*Problem:*
Copy out exactly the lines below that run from the one holding "# example output, e.g. point(68, 69)" to the one holding "# example output, e.g. point(209, 14)", keeping both of those lines and no others.

Image-grounded pointing data
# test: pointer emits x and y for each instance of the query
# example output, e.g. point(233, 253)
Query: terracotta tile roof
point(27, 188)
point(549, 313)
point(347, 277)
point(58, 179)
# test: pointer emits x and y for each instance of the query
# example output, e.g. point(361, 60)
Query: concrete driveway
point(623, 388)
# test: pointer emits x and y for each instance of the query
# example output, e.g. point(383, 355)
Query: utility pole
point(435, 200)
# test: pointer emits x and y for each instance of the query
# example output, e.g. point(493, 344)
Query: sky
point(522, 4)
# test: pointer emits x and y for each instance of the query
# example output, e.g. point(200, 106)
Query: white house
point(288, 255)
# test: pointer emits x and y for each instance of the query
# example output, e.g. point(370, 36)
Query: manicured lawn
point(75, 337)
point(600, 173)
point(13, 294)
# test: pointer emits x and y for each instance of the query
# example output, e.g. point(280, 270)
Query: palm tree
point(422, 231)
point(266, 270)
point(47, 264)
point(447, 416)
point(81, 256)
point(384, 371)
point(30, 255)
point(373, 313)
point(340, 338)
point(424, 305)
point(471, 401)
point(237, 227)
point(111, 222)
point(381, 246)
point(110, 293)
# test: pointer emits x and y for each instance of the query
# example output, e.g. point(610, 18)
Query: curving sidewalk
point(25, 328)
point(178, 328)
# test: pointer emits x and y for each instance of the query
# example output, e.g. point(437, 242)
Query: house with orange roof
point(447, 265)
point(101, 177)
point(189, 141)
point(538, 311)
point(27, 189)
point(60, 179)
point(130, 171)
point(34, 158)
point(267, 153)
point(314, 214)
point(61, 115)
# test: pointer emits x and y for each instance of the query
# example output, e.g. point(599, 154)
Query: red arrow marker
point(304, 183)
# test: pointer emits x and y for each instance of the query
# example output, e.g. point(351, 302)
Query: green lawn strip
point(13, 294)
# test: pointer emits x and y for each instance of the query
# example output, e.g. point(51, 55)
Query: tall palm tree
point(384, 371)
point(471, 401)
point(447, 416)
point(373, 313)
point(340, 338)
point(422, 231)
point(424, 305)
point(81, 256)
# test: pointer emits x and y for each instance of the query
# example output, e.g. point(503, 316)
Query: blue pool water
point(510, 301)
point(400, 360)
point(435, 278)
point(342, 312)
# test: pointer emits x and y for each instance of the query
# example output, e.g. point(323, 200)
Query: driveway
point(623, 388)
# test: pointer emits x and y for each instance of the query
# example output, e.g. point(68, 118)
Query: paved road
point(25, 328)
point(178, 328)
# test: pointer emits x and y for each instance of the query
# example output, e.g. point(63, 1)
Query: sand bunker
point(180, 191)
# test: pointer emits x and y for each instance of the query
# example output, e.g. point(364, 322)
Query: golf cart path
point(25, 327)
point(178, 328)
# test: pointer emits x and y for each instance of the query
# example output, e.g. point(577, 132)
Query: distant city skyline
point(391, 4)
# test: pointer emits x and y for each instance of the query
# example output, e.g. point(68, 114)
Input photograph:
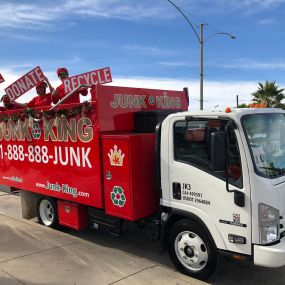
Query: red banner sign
point(25, 83)
point(1, 78)
point(100, 76)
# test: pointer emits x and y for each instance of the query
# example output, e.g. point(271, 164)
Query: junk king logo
point(142, 101)
point(58, 130)
point(54, 130)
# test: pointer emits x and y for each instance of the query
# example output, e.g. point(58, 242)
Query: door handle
point(108, 175)
point(176, 187)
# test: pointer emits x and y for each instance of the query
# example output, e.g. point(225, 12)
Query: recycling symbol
point(118, 197)
point(36, 131)
point(151, 100)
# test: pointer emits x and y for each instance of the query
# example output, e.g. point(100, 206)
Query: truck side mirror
point(218, 150)
point(282, 132)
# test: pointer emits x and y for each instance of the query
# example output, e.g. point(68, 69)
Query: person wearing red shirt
point(59, 92)
point(42, 99)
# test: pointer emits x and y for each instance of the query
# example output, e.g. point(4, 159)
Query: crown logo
point(116, 157)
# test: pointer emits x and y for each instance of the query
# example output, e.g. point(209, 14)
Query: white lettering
point(39, 74)
point(107, 75)
point(85, 159)
point(99, 78)
point(10, 94)
point(29, 82)
point(16, 90)
point(93, 76)
point(67, 87)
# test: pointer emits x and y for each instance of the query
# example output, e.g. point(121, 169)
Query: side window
point(192, 145)
point(234, 166)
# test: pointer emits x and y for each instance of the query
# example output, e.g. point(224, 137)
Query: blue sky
point(147, 43)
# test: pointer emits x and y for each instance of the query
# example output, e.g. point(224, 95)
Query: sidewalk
point(32, 254)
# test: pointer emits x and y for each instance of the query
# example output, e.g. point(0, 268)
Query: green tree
point(270, 93)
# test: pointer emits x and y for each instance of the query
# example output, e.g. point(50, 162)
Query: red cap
point(41, 84)
point(61, 69)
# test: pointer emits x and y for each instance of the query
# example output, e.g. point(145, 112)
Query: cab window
point(192, 145)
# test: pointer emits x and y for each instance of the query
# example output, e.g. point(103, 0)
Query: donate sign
point(1, 78)
point(100, 76)
point(25, 83)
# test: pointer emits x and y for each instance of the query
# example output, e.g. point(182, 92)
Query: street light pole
point(201, 66)
point(201, 42)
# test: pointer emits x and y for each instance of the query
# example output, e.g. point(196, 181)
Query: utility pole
point(201, 66)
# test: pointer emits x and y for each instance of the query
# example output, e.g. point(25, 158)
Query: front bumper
point(270, 256)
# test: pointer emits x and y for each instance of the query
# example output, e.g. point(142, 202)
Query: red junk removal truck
point(205, 183)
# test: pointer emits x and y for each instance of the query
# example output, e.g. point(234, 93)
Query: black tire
point(192, 250)
point(47, 212)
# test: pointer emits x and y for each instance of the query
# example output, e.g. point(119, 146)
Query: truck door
point(195, 188)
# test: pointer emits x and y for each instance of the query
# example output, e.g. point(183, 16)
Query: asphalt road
point(121, 255)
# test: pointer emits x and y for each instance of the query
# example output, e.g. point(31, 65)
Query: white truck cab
point(223, 187)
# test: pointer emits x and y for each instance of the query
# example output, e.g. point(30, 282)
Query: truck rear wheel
point(47, 212)
point(192, 250)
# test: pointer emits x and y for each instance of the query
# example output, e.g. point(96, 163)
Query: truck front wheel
point(192, 250)
point(47, 212)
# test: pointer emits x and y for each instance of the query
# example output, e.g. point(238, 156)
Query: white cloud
point(138, 49)
point(266, 22)
point(34, 15)
point(248, 64)
point(173, 63)
point(216, 93)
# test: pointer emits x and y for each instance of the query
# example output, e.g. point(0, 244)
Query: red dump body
point(89, 154)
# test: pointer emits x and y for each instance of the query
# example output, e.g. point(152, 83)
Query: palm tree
point(270, 93)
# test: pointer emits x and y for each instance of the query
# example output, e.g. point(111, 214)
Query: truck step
point(99, 220)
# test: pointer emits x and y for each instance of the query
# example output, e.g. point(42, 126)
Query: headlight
point(268, 224)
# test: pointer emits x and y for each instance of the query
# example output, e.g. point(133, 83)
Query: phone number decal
point(77, 156)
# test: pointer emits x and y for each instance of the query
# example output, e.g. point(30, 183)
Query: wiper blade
point(277, 170)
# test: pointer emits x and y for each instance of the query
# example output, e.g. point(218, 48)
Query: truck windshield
point(266, 137)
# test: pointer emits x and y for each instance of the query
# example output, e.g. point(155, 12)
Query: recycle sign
point(118, 197)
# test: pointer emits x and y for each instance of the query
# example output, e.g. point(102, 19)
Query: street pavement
point(32, 254)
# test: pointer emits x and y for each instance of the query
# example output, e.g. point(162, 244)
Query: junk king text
point(58, 155)
point(56, 130)
point(60, 130)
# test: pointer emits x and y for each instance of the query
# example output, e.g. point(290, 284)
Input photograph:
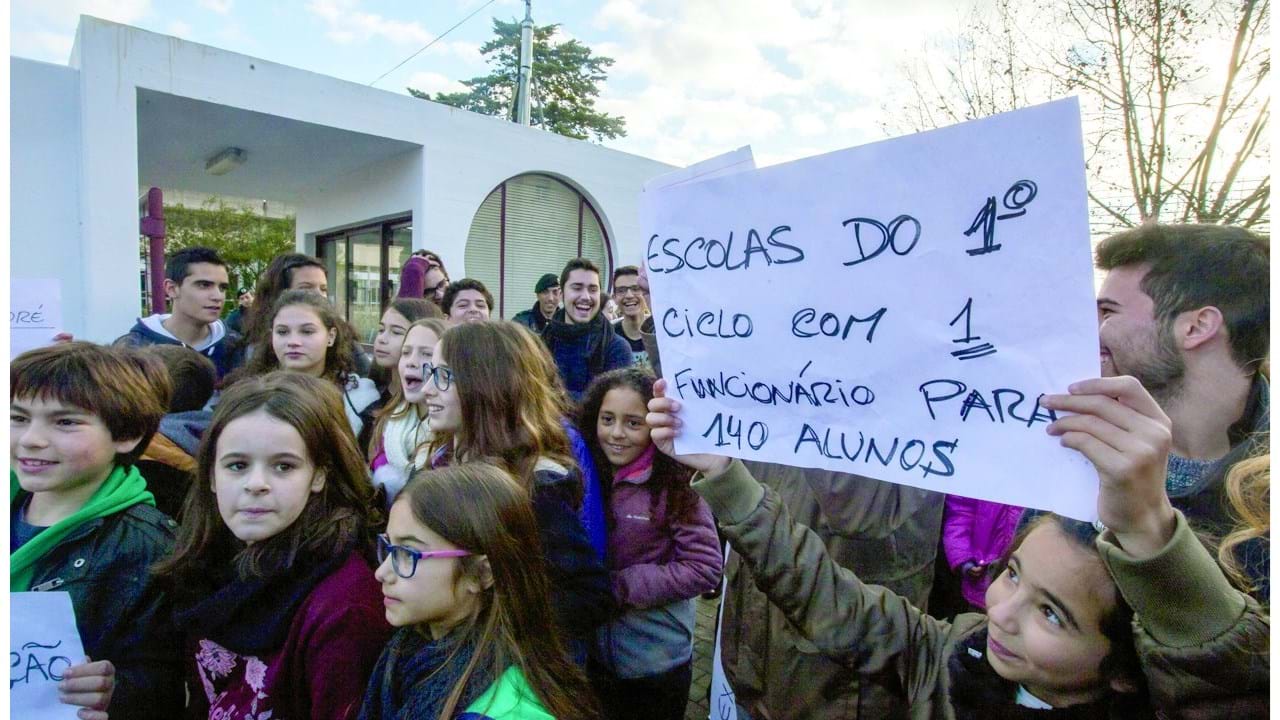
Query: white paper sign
point(723, 701)
point(42, 643)
point(35, 314)
point(892, 310)
point(720, 165)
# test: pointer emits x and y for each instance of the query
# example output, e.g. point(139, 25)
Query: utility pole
point(526, 64)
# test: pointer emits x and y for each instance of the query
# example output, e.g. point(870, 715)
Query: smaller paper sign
point(723, 702)
point(728, 163)
point(42, 645)
point(35, 314)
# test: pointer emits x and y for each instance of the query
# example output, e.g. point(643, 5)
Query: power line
point(432, 42)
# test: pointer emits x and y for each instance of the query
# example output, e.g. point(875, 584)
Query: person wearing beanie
point(424, 277)
point(548, 292)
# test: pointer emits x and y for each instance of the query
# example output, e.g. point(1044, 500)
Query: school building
point(371, 176)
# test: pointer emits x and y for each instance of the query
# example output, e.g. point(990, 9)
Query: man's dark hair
point(625, 270)
point(177, 265)
point(192, 374)
point(1197, 265)
point(577, 264)
point(126, 388)
point(465, 283)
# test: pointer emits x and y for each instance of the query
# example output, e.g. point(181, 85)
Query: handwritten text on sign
point(892, 310)
point(42, 645)
point(35, 314)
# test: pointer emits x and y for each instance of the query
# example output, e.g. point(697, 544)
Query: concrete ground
point(704, 645)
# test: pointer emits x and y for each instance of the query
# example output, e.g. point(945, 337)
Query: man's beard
point(1162, 372)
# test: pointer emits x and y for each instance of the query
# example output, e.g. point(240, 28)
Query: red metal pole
point(152, 227)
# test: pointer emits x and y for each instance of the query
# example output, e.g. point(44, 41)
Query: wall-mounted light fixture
point(224, 162)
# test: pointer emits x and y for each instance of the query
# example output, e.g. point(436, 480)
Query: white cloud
point(67, 13)
point(220, 7)
point(348, 24)
point(808, 124)
point(466, 51)
point(434, 82)
point(789, 78)
point(178, 28)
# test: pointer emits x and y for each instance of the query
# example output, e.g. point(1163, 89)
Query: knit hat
point(414, 277)
point(545, 283)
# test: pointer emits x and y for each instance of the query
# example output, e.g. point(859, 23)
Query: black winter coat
point(120, 613)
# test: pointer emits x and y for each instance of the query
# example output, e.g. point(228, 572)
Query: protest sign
point(35, 314)
point(722, 702)
point(892, 310)
point(720, 165)
point(42, 643)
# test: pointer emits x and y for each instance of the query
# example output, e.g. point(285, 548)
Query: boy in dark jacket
point(195, 282)
point(580, 338)
point(83, 523)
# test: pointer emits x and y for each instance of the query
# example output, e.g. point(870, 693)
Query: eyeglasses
point(442, 377)
point(405, 559)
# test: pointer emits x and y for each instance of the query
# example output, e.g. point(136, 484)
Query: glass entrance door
point(364, 265)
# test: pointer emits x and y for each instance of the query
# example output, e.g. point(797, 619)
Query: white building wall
point(44, 181)
point(374, 192)
point(464, 156)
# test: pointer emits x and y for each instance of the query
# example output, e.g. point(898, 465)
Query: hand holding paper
point(1120, 428)
point(664, 425)
point(88, 686)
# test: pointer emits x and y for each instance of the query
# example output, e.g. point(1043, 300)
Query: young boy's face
point(58, 447)
point(201, 294)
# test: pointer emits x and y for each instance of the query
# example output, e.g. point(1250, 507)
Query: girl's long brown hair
point(333, 520)
point(396, 406)
point(667, 478)
point(480, 507)
point(512, 399)
point(339, 360)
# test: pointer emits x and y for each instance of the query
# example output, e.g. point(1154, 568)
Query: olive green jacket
point(1203, 646)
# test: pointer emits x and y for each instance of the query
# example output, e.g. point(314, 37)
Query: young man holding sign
point(1185, 309)
point(581, 340)
point(1137, 621)
point(83, 522)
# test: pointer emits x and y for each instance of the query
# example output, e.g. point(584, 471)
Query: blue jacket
point(581, 598)
point(222, 347)
point(593, 502)
point(584, 351)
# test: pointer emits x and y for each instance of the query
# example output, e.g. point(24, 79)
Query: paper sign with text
point(42, 643)
point(892, 310)
point(35, 314)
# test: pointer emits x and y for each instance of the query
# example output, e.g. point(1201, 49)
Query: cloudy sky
point(693, 78)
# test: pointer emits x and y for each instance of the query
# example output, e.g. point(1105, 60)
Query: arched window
point(529, 226)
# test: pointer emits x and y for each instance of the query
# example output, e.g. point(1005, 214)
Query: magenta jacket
point(979, 532)
point(652, 559)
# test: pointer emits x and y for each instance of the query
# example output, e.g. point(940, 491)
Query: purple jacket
point(654, 560)
point(978, 532)
point(320, 673)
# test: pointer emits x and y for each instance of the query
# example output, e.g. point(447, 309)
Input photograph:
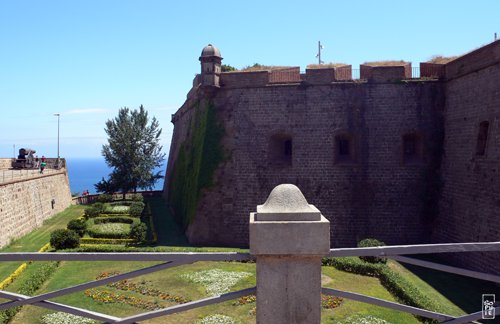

*Written answer:*
# example output, e.g. point(68, 69)
Query: person wearing red shirt
point(59, 92)
point(42, 99)
# test: pointer emits x and y for each instance of the query
# example output, e.g. point(4, 159)
Query: crown logo
point(116, 157)
# test: pointer emits x and y for each instance of the query
# example output, e.g. point(209, 14)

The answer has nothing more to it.